Action item: Write the next part of the passage below on infanticide law in England and Scotland, starting right after its final sentence.

Quoted passage:
++++++

In England and Scotland the inexcusable killing of infants is theoretically murder, and the only excuse for killing the fetus is the safety of the mother; otherwise, Abortion (q.v.) is a criminal offence. The concealment of birth is also a criminal offence; see BIRTH (CONCEALMENT OF). The destruction of children may be effected negatively by not supplying food and clothing, as well as by the positive act of wounding or ill-treating; and if a parent or other person who is bound by law to supply food and clothing to the child refuses or neglects to do so, thereby causing its death, such refusal or neglect amounts either to murder or manslaughter, according to the circumstances. Moreover, the unlawful abandoning or exposure of any child under the age of two years, whereby the life and health of the child are endangered, is a misdemeanour punishable with three years' penal servitude. Where a person is charged with the murder of a very young child it is essential to prove that the child was in life. Under a statute of James I. there were presumptions against the mother, but in 1803 the trials for offences of this class were placed under ordinary rules of evidence. The presumption which now obtains that every new-born child found dead was born dead is believed by certain jurists to have encouraged infanticide. The test of a child being born alive is not that it breathed, or had an independent circulation after it was separated from the mother; it is enough that the child was fully born. Hence, if a man strike a woman with child, so as to cause the death of the child, he is neither guilty of murder nor of manslaughter of the child. In all cases of the murder of infants the question whether the child was fully born, and so the subject of murder, is generally one of medical jurisprudence. In England and Wales the annual number of verdicts of murder of infants one year old and under varied in 1879-88 from 65 to 103. The above offences in reference to infanticide are punished in a similar manner in Scotland, where, though the killing of a completely born infant is murder, a verdict of culpable homicide is frequently returned. Concealment of pregnancy is the usual charge under 49 Geo. III. chap. 17.

++++++

Raw data:
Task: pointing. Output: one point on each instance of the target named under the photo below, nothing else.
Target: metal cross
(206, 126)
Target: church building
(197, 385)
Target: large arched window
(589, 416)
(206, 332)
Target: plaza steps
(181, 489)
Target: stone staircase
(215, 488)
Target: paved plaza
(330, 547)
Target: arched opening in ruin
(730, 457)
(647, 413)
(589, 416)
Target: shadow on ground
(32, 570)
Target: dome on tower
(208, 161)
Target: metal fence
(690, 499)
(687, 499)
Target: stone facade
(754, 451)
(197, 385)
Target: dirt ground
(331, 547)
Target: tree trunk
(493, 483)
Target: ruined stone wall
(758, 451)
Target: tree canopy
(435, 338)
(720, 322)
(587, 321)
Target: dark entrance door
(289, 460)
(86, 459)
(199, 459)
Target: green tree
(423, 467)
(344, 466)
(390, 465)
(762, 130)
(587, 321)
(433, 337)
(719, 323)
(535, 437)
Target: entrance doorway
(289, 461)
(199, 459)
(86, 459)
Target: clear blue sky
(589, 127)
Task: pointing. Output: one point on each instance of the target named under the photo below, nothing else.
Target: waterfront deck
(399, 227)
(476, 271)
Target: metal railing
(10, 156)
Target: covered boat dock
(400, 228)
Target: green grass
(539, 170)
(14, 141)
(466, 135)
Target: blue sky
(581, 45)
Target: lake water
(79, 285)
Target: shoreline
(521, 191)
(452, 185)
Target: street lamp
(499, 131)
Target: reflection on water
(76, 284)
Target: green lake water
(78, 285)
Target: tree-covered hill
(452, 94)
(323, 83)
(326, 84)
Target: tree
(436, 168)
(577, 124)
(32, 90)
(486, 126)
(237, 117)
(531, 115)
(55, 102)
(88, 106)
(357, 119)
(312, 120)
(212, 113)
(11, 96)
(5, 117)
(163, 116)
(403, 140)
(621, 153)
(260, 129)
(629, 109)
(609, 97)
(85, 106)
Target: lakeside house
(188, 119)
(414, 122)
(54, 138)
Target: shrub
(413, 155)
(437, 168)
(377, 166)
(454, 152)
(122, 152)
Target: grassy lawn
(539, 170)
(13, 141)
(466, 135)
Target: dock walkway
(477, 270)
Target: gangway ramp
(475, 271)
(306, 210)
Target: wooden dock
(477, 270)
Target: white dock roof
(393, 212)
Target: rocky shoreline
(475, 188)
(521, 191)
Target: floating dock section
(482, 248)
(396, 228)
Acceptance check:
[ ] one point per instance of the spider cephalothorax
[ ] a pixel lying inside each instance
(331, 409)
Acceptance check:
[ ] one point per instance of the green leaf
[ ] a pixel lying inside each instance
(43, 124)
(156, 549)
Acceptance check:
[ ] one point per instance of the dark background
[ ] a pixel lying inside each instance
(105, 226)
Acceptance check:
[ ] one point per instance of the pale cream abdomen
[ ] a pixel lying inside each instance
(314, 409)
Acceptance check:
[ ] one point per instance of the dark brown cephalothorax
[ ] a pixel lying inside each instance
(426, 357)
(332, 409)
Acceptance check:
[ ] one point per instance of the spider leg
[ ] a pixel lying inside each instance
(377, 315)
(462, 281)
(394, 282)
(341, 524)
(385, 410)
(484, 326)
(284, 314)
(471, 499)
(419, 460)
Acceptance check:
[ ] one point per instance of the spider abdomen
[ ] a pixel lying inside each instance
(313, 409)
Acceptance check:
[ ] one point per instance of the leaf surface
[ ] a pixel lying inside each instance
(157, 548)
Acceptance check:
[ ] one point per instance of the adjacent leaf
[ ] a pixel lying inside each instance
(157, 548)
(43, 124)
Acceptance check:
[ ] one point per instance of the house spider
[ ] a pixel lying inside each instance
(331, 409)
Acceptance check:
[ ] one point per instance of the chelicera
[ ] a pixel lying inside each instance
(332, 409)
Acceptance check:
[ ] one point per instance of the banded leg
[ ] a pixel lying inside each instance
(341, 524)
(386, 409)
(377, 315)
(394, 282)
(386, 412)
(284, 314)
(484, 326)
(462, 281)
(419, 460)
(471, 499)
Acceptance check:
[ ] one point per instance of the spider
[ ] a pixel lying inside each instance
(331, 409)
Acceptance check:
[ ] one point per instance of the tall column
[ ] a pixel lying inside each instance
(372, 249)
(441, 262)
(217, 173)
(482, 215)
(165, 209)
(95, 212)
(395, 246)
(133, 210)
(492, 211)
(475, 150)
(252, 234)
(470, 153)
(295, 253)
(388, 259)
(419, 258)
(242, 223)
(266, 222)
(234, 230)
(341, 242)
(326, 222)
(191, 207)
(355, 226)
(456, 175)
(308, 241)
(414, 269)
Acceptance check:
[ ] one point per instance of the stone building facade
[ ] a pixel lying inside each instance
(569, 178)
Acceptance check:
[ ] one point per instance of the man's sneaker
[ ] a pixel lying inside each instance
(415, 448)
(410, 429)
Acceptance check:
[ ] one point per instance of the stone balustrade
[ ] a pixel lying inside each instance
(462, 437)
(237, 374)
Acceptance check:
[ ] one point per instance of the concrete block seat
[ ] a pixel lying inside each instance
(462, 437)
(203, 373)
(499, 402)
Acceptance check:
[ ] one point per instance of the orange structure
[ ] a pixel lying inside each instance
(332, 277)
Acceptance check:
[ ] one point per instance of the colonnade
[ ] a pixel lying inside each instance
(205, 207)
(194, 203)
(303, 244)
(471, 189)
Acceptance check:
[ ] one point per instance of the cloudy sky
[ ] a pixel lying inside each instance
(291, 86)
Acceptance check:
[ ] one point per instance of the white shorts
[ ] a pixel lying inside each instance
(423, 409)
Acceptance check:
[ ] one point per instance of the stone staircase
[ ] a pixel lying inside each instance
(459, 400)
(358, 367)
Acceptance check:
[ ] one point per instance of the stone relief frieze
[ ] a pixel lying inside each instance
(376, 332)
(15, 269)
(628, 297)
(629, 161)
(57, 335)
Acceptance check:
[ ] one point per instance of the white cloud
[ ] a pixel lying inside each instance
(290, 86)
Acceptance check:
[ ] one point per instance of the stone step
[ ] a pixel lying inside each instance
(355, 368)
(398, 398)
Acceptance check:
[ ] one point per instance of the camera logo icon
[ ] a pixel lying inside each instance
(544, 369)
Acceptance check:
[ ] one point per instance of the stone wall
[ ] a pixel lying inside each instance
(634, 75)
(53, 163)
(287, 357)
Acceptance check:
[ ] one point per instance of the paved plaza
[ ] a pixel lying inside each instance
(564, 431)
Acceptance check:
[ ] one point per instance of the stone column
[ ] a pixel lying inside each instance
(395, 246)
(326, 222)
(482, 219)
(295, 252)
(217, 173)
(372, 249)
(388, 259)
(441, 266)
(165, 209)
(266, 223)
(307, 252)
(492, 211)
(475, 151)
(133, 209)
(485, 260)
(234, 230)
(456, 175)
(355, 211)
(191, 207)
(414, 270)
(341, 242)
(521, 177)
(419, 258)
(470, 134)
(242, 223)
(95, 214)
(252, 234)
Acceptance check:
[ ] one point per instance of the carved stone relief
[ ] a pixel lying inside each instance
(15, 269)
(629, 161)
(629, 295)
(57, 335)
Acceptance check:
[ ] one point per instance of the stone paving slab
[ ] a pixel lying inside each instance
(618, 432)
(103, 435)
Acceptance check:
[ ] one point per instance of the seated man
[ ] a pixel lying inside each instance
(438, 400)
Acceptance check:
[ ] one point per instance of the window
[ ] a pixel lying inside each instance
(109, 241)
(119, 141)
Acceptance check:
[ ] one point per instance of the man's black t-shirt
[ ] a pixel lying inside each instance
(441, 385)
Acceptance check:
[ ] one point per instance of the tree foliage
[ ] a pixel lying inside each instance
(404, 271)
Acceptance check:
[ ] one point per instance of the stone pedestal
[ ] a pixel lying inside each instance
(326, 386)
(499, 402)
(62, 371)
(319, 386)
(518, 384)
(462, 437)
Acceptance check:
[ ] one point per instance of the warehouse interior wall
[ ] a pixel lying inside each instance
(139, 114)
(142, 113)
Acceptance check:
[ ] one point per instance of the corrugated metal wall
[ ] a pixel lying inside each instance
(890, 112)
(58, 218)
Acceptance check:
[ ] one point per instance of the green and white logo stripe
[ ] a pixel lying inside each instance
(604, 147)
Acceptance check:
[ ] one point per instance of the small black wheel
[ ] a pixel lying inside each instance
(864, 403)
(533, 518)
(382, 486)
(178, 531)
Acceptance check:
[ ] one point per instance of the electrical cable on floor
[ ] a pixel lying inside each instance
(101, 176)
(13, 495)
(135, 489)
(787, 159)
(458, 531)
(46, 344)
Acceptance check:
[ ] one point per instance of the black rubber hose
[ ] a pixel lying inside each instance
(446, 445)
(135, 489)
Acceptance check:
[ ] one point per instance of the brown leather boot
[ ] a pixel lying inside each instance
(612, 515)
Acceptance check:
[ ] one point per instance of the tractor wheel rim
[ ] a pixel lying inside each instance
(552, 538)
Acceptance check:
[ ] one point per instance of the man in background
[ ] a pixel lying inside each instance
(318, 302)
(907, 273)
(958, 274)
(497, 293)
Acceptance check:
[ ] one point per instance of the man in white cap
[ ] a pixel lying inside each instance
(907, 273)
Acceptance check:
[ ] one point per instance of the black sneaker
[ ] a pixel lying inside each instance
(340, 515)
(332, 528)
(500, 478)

++++++

Answer box:
It has been stated that every day an inquest is held upon the bodies of children destroyed through the design, the neglect, the ignorance, or the mental infirmity of the mothers. Even when the act may fairly be regarded as a crime, its enormity is generally greatly lessened in the eye of the law by the consideration of the physical condition and moral disturbance of the parent.

An Act of 1872 obliges those who undertake for hire to nurse infants under the age of one year, for a longer period than twenty-four hours, to have their house registered, and to keep records of the children they take charge of. They must also give notice to the coroner or procurator-fiscal of such infants' deaths, and are under obligation to keep sanitary houses. By an important statute passed in 1889 any person over sixteen who wilfully ill-treats, neglects, abandons, or exposes a boy under fourteen or girl under sixteen years of age, or causes or procures this to be done, in a manner likely to cause the child unnecessary suffering or injury to its health, is guilty of a misdemeanour, and is liable to £100 of fine or imprisonment for two years, or to both. Lesser penalties are inflicted on summary conviction. The fine may be increased where the offender is proved to be interested in the death of the child. See CHILDREN (CRUELTY TO), and BURIAL SOCIETIES.